→ **Try it**
Set down word for word the passage of the Sylvia B. Seaman biography below that begins at the words "- Other names: Francis" and stops after the words "increase public awareness of breast cancer and women's health.".

→ **Document section**

--------------------

- Born: November 8, 1900 Manhattan, New York
- Died: January 8, 1995 (aged 94)
- Other names: Francis Sylvin
- Years active: 1915–1995
- Notable work: Rusty Carrousel, Miracle Father, Always a Woman: What Every Woman Should Know About Breast Cancer, How to Be a Jewish Grandmother

= Sylvia B. Seaman =

American novelist (1900–1995)

Sylvia B. Seaman was an American women's suffrage activist who worked to promote public awareness of breast cancer and women's health. In 1995 Seaman died of breast cancer, however, her legacy lies within her novels, and efforts to increase public awareness of breast cancer and women's health.

==Early life==

Sylvia B. Seaman, originally known as Sylvia Bernstein, was born in Manhattan on November 8, 1900. In 1915 Seaman marched in her first women's suffrage march, prompting heavy participation in women's activism from her teenage years forward.

--------------------

Region pointing data:
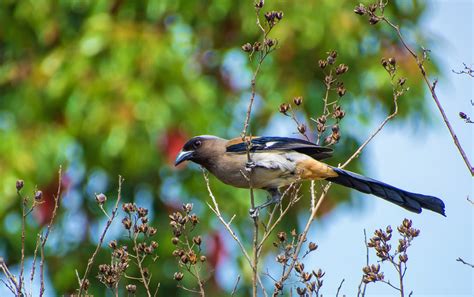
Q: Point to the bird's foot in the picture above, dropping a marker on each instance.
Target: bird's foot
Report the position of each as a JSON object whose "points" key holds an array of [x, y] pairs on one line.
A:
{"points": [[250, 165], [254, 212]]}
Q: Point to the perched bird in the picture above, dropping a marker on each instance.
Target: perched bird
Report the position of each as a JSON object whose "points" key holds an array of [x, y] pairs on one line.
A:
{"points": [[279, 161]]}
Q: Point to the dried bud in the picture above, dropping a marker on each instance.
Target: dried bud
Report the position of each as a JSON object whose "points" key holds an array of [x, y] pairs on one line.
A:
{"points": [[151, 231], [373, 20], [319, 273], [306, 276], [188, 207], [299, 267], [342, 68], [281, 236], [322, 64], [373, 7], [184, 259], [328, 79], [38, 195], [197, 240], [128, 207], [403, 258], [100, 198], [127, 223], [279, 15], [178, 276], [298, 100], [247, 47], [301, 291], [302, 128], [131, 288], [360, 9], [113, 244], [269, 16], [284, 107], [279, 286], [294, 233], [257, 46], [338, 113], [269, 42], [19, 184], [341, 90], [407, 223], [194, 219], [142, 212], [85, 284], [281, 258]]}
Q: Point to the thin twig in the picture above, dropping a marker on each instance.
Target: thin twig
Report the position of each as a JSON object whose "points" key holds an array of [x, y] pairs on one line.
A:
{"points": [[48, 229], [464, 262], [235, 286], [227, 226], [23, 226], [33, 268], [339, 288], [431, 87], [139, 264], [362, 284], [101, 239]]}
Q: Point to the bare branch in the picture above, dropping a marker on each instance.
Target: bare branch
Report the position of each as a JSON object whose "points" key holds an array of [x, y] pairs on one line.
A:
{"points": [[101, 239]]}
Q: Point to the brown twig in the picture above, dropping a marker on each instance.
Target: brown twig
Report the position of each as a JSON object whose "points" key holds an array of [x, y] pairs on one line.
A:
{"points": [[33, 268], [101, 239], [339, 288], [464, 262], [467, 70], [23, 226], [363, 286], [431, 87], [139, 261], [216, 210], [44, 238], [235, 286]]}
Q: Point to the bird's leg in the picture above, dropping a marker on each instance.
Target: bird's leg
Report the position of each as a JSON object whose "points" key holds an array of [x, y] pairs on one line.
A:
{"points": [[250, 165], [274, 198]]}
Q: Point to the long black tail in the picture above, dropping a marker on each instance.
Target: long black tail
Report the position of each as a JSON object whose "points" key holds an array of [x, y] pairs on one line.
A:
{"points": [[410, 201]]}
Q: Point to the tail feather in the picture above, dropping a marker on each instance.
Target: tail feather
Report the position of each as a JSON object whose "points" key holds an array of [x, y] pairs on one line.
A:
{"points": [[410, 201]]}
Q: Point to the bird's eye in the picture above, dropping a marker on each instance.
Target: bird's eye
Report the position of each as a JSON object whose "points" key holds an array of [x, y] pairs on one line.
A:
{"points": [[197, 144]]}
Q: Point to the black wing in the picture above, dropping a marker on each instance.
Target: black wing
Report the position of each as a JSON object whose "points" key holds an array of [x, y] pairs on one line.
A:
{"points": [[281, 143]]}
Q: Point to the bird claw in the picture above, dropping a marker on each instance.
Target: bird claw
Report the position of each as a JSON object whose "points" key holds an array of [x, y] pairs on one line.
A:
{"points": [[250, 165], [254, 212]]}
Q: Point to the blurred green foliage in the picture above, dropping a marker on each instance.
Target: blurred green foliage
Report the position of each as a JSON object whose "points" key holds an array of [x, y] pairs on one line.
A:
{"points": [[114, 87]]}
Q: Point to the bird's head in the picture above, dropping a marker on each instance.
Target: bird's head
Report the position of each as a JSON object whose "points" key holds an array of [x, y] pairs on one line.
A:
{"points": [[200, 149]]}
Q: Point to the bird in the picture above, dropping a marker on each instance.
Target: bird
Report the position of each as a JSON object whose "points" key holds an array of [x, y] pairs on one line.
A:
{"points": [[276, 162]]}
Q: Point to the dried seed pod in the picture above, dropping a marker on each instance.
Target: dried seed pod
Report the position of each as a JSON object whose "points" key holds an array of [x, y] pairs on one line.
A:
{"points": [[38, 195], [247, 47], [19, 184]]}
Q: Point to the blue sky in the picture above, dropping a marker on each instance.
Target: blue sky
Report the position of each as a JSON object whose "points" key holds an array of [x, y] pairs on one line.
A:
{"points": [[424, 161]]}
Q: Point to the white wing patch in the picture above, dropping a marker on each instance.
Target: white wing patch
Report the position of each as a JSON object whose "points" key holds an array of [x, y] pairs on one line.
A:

--------------------

→ **Reply to the task**
- Other names: Francis Sylvin
- Years active: 1915–1995
- Notable work: Rusty Carrousel, Miracle Father, Always a Woman: What Every Woman Should Know About Breast Cancer, How to Be a Jewish Grandmother

= Sylvia B. Seaman =

American novelist (1900–1995)

Sylvia B. Seaman was an American women's suffrage activist who worked to promote public awareness of breast cancer and women's health. In 1995 Seaman died of breast cancer, however, her legacy lies within her novels, and efforts to increase public awareness of breast cancer and women's health.